▸ **Problem statement**: Verbatim output of all the material below is required.
--- Begin Listed entries ---
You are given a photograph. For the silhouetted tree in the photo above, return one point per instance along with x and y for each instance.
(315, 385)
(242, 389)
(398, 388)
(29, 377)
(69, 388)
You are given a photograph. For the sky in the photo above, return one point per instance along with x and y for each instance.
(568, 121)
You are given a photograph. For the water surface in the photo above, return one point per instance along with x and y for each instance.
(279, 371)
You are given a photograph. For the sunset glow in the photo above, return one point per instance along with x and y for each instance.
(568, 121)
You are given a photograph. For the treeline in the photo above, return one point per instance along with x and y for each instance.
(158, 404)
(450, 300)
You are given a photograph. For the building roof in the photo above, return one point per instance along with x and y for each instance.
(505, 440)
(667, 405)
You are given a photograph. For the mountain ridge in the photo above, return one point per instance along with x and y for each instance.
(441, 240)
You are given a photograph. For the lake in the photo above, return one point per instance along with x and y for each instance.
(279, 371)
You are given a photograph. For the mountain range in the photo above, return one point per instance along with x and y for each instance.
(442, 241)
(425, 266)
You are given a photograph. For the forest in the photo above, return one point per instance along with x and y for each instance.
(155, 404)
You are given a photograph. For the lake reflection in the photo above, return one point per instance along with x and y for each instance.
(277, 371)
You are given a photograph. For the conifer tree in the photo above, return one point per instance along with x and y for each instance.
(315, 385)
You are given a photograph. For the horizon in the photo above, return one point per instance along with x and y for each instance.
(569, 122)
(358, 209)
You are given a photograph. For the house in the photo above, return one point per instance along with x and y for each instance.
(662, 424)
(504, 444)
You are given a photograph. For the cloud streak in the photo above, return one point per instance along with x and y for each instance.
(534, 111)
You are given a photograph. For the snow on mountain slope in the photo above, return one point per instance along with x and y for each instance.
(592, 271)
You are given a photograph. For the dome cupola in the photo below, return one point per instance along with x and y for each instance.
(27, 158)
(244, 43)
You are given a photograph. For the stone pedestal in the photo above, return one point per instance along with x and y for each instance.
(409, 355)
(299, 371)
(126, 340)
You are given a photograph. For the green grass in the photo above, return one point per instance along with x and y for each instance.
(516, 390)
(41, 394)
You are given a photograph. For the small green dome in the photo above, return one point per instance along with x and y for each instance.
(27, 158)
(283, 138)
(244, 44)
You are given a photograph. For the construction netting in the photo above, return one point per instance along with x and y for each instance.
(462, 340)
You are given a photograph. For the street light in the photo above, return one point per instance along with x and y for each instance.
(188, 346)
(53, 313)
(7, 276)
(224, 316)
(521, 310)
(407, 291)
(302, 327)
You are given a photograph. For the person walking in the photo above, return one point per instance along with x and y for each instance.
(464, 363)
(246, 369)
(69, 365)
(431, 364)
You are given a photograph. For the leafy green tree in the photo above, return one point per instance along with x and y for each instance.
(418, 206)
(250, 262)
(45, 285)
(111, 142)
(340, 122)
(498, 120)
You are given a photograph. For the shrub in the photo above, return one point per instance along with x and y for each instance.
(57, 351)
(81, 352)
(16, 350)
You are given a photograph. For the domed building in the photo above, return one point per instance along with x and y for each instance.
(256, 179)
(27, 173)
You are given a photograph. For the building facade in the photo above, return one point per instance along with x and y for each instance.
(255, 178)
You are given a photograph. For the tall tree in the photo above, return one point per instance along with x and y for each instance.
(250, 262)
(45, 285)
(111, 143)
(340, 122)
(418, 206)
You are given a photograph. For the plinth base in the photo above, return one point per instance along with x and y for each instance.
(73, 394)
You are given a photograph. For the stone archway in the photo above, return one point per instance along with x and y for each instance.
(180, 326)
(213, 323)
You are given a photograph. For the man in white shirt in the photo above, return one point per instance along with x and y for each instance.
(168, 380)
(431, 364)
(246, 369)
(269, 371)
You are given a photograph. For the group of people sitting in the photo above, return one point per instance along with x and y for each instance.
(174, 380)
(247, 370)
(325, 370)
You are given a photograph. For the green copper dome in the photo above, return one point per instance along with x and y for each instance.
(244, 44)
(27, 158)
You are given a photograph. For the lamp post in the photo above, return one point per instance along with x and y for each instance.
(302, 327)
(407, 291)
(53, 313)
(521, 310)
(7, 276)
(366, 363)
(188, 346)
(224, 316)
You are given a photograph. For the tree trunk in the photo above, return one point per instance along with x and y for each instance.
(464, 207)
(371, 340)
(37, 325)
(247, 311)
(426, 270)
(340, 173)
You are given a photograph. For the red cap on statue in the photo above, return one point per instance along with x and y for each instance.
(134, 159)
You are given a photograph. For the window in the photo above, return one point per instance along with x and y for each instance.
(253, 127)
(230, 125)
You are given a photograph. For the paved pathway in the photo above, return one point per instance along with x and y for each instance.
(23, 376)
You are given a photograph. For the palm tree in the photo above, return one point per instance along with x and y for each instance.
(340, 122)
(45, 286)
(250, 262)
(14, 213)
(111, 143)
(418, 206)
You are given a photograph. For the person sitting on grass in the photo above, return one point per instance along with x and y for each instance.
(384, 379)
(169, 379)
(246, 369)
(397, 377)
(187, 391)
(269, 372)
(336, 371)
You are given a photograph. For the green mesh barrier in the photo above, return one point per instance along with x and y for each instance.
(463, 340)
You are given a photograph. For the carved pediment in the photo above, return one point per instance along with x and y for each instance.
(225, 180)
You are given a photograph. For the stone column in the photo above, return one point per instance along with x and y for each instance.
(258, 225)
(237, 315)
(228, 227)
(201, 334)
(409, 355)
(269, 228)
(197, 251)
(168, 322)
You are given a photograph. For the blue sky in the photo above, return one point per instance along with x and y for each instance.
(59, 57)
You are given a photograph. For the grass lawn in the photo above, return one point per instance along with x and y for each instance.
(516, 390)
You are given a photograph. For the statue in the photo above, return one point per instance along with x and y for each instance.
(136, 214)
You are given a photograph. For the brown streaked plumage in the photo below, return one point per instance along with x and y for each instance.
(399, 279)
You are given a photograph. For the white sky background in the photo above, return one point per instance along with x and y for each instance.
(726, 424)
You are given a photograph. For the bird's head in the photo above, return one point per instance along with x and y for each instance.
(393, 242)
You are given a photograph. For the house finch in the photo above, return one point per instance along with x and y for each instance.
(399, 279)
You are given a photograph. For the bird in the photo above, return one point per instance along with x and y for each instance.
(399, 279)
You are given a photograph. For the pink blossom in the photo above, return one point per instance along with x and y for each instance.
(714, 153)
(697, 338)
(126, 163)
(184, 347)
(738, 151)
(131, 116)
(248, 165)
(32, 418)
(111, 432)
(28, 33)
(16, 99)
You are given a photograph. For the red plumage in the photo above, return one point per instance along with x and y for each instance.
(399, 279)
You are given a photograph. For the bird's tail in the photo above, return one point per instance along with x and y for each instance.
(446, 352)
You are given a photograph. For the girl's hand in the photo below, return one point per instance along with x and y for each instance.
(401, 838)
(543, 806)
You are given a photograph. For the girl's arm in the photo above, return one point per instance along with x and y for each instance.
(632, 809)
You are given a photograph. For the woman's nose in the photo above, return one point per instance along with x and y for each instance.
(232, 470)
--- End Listed entries ---
▸ **Right answer**:
You are given a photograph. For the silhouetted tree in the photo above, return one point per instance along with x and y for each instance.
(315, 385)
(242, 389)
(398, 388)
(29, 377)
(69, 388)
You are given a photograph. For the sky in the photo above, return one point per instance along with x and y for each instance.
(568, 121)
You are given a photograph. For the water surface in the photo above, return one point per instance along with x and y for each instance.
(279, 371)
You are given a photograph. For the sunset glow in the photo above, return one point per instance along with x and y for each instance.
(568, 121)
You are given a photograph. For the treeline in the photo above, return one point per instance along with x and y for each instance.
(158, 404)
(450, 300)
You are given a photograph. For the building roof in the photo above, return one point per instance along with x and y for each instance.
(505, 440)
(667, 405)
You are given a photograph. For the mountain ridge in the photo above, return one point per instance along with x and y for each instance.
(441, 240)
You are given a photograph. For the lake in the photo above, return one point per instance along with x and y for each instance.
(279, 371)
You are given a photograph. For the mountain range in the photo above, return one point per instance along with x and y for each instance.
(442, 241)
(425, 266)
You are given a photograph. For the forest in the photo above, return one point per instance along with x and y for each instance.
(155, 404)
You are given a photograph. For the lake reflection in the photo above, return one point per instance along with x and y for each instance.
(277, 371)
You are given a photograph. For the conifer tree in the photo above, return one point per instance along with x and y for each instance.
(315, 385)
You are given a photograph. For the horizon in the photo above, return one point per instance along with x and y for each instance.
(569, 122)
(358, 209)
You are given a photograph. For the house in the photo above, return one point per instance along with x and y for each instance.
(662, 424)
(504, 444)
You are given a photograph. For the cloud streak in the photo above, return one point per instance along with x and y for each instance.
(534, 111)
You are given a photograph. For the snow on mountain slope in the photo above, return one point per instance along with x and y for each instance.
(592, 271)
You are given a photograph. For the dome cupola in the photo below, return one point per instance along with x and y for each instance.
(27, 158)
(244, 43)
You are given a photograph. For the stone pedestal in the photo above, return one point per instance along with x and y for each instance.
(409, 355)
(299, 371)
(126, 340)
You are given a photograph. For the green grass in the photo above, return one point per instance along with x and y for each instance.
(516, 390)
(41, 394)
You are given a photograph. For the small green dome in the photo above, return one point per instance along with x and y for each instance.
(27, 158)
(283, 138)
(244, 44)
You are given a photograph. For the construction netting in the photo above, return one point per instance along with x and y for each instance.
(462, 340)
You are given a photograph. For the street light in the photo above, return one point per instance along with x and y for each instance.
(188, 346)
(53, 313)
(7, 276)
(224, 316)
(521, 310)
(407, 291)
(302, 327)
You are given a photograph. For the person walking in the photo above, return one point per instance along with x and y for each instance.
(464, 363)
(246, 369)
(69, 365)
(431, 364)
You are given a photograph. For the leafy green tree in the photo above, return one point per instance along with x and y for each instance.
(418, 206)
(250, 262)
(45, 285)
(111, 142)
(340, 122)
(498, 120)
You are given a photograph. For the shrub in the photo above, return one point per instance along with x and y for each instance.
(57, 351)
(81, 352)
(16, 350)
You are given a photograph. For the domed building in the photo above, return one point per instance along with x and y for each instance.
(256, 179)
(27, 173)
You are given a photograph. For the building facade in the photo above, return one point per instance along with x and y for each instance.
(255, 178)
You are given a photograph. For the tall tree in the photo above, return one point per instance along with x and y for each instance.
(250, 262)
(45, 285)
(111, 143)
(340, 122)
(418, 206)
You are given a photograph. For the plinth base in the photo above, return one point per instance along with x and y for each instance.
(73, 394)
You are given a photograph. For the stone archway in the photo above, return one point per instance along with x and y for each instance.
(180, 326)
(213, 323)
You are given a photograph. For the man in white shirt in the photo above, return one point per instance along with x and y for each instance.
(168, 380)
(431, 364)
(246, 369)
(269, 371)
You are given a photograph. For the group of people sitting in the photo above, return one point per instance along with x and y for each instance.
(174, 380)
(247, 370)
(325, 370)
You are given a photograph. For the green copper dome in the photo above, return one point per instance along with x and y for each instance.
(244, 44)
(27, 158)
You are given a photograph. For the lamp post in the photo above, return one point per instance along with x and y for each instance.
(302, 327)
(407, 291)
(53, 313)
(521, 310)
(7, 276)
(366, 363)
(188, 346)
(224, 316)
You are given a photograph. For the tree trunk in the photo above, return one point per instance along with x and y for each instance.
(464, 207)
(371, 340)
(37, 325)
(247, 311)
(426, 270)
(340, 173)
You are given a photograph. For the red cap on statue in the photo above, return one point per instance along with x and y for each instance.
(134, 159)
You are given a photograph. For the window in the photo above, return one point per instance along with x and y for each instance.
(253, 127)
(230, 125)
You are given a photograph. For the paved pathway in the photo above, return one point per instance along with x and y for each instance.
(23, 376)
You are given a photograph. For the palm tree in the photo above, return one point per instance along with x and y for each instance.
(340, 122)
(45, 286)
(250, 262)
(14, 213)
(111, 143)
(418, 206)
You are given a photograph. For the person sitting on grass in the photo above, return one point per instance along with x and y for each instance.
(384, 379)
(169, 379)
(246, 369)
(397, 377)
(187, 391)
(269, 372)
(336, 371)
You are given a photograph. For the green mesh barrier in the photo above, return one point per instance along with x and y for each instance.
(463, 340)
You are given a photograph. For the carved pediment in the photo above, return one point per instance along with x and y for each instance.
(225, 180)
You are given a photograph. For the stone column in the photo above, return one point per instance along with x and y for each instance.
(258, 225)
(237, 315)
(228, 227)
(201, 334)
(409, 355)
(269, 228)
(197, 251)
(168, 322)
You are given a photograph. For the blue sky in the photo above, return one point per instance along with x and y for each instance.
(59, 57)
You are given a photograph. For the grass lawn in the photo above, return one point per instance along with x and y for each instance.
(516, 390)
You are given a photograph. For the statue in the photo above, return one point per instance along with x and y for each instance.
(136, 214)
You are given a photograph. For the brown streaked plumage in the photo below, return one point per instance along with x and y for each instance.
(399, 279)
You are given a photograph. For the white sky background in the photo above, return one point per instance along with x and y for each instance.
(726, 424)
You are given a photograph. For the bird's head in the photo above, return one point per instance along with x and y for each instance.
(393, 242)
You are given a photograph. For the house finch in the photo above, return one point per instance along with x and y for each instance.
(399, 279)
You are given a photograph. For the bird in the photo above, return one point per instance along with x and y for each instance.
(399, 279)
You are given a photograph. For the pink blossom in the photo above, return one point per instance along with x and y for each instance.
(714, 153)
(697, 338)
(126, 163)
(184, 347)
(738, 151)
(131, 116)
(248, 165)
(32, 418)
(111, 432)
(28, 33)
(16, 99)
You are given a photograph. For the red plumage in the photo above, return one point per instance along with x and y for each instance.
(399, 279)
You are given a photograph. For the bird's tail in the photo above, return one point per instance along with x and y for each instance.
(446, 352)
You are given a photograph. For the girl's hand in the photo below, return one point per instance along with x and y for each instance.
(401, 838)
(543, 806)
You are given a photograph. For the girl's arm in the photo above, return one point per instance along with x and y for each instance.
(632, 809)
You are given a photograph. For the woman's nose in the photo above, return one point per instance along with x and y for each instance.
(232, 470)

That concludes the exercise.